Whenever a line of the entries below holds the string "green", copy that line and return it.
--- Raw data Enclosed Below ---
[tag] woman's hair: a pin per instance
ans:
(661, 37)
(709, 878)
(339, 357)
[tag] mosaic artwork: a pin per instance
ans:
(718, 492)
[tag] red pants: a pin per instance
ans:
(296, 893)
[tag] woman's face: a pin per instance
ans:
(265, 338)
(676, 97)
--- End of Enclosed Raw data ---
--- Raw data Enclosed Below ---
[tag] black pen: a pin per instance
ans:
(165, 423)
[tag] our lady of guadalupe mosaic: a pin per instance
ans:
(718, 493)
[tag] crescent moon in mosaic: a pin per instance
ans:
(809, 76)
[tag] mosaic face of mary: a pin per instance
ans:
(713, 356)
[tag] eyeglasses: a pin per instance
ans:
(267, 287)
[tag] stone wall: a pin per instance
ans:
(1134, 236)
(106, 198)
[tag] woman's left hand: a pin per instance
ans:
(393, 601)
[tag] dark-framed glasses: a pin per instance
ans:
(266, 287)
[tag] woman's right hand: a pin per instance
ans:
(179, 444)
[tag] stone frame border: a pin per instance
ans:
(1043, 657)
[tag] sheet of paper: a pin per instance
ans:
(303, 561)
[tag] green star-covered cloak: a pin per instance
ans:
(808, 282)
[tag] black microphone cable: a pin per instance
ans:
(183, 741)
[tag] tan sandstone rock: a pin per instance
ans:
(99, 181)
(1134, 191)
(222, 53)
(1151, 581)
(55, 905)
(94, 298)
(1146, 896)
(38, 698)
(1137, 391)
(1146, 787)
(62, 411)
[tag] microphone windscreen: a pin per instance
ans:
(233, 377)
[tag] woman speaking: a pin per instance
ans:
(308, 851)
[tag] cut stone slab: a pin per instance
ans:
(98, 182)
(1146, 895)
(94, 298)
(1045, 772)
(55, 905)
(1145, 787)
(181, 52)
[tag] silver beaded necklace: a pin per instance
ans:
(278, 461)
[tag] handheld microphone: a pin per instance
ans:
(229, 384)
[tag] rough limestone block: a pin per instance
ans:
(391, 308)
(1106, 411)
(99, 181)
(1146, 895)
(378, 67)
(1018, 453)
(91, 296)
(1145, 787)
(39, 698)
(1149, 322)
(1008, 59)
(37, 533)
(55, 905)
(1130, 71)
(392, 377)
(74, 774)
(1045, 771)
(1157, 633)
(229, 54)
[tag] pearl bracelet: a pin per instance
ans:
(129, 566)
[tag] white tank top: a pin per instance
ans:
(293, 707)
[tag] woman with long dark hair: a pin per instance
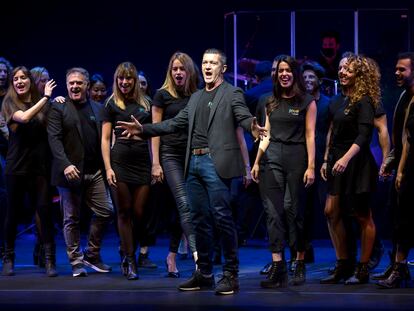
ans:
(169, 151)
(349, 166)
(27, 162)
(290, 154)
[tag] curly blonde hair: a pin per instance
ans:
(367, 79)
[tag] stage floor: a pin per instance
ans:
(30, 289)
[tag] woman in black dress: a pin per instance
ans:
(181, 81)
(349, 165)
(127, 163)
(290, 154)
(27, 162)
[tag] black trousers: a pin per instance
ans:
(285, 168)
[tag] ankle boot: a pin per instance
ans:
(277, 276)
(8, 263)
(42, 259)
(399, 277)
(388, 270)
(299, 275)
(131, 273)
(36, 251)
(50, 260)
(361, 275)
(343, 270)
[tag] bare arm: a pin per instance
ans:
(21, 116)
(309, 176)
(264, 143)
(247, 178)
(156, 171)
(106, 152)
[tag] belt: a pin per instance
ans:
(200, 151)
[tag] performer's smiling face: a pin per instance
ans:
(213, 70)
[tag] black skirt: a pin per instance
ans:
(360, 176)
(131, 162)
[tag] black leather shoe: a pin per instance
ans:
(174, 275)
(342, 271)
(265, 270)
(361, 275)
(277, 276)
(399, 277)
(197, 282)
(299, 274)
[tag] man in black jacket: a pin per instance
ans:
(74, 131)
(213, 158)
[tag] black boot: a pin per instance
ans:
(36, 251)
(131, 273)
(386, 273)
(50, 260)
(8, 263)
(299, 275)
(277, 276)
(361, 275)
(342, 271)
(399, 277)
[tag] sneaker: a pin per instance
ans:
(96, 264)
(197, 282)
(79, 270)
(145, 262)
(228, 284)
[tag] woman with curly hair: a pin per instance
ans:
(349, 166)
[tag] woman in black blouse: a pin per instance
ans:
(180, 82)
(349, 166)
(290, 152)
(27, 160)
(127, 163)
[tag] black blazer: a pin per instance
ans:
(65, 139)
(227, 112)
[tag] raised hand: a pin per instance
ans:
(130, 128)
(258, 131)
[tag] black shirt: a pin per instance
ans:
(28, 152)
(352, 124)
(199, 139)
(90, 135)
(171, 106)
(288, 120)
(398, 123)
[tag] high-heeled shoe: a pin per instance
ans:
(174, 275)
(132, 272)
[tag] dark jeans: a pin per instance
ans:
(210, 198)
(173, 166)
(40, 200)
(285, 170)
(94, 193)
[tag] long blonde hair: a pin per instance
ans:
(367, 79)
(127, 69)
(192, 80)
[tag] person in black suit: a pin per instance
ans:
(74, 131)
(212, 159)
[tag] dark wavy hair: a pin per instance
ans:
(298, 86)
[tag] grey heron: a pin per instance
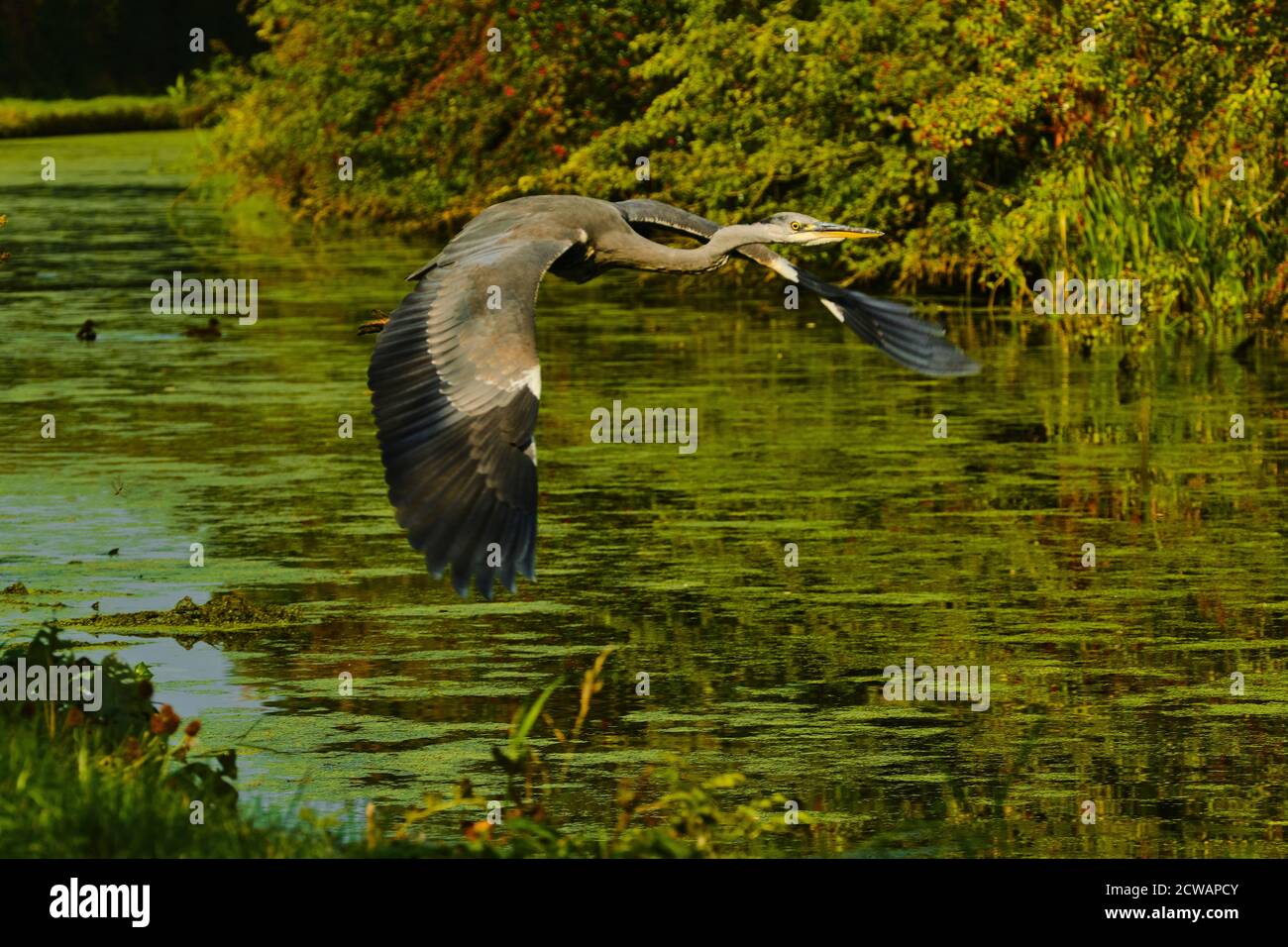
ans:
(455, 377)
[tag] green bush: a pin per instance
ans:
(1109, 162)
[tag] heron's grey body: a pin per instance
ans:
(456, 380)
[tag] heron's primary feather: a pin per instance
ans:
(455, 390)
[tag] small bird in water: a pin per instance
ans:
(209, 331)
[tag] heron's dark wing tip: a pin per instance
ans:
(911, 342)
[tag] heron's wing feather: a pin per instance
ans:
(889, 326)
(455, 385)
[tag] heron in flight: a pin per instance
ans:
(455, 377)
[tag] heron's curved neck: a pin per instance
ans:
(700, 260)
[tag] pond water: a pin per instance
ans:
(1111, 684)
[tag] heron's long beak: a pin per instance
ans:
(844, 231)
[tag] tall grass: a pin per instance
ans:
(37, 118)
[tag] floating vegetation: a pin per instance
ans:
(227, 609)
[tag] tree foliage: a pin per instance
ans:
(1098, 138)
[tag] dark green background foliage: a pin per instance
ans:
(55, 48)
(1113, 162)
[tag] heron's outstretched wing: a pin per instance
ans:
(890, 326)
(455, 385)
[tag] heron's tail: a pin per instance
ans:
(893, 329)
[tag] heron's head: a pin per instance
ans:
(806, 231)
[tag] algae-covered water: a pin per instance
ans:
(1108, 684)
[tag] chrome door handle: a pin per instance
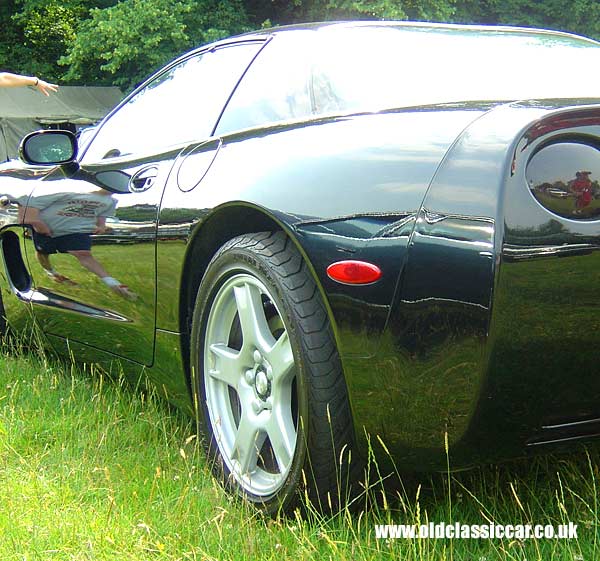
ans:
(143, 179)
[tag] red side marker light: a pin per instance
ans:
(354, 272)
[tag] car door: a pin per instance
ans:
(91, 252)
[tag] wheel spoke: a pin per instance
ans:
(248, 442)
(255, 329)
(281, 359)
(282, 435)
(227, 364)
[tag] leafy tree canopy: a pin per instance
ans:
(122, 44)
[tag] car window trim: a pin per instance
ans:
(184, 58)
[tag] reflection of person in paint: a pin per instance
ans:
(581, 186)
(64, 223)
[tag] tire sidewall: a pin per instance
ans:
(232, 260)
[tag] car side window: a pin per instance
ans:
--- End of Enclosed Raw data ---
→ **Response to this task**
[tag] green star-covered cloak: a pin per instance
[tag] green bush: a pin per instance
[tag] dark green background foliage: a pin per instance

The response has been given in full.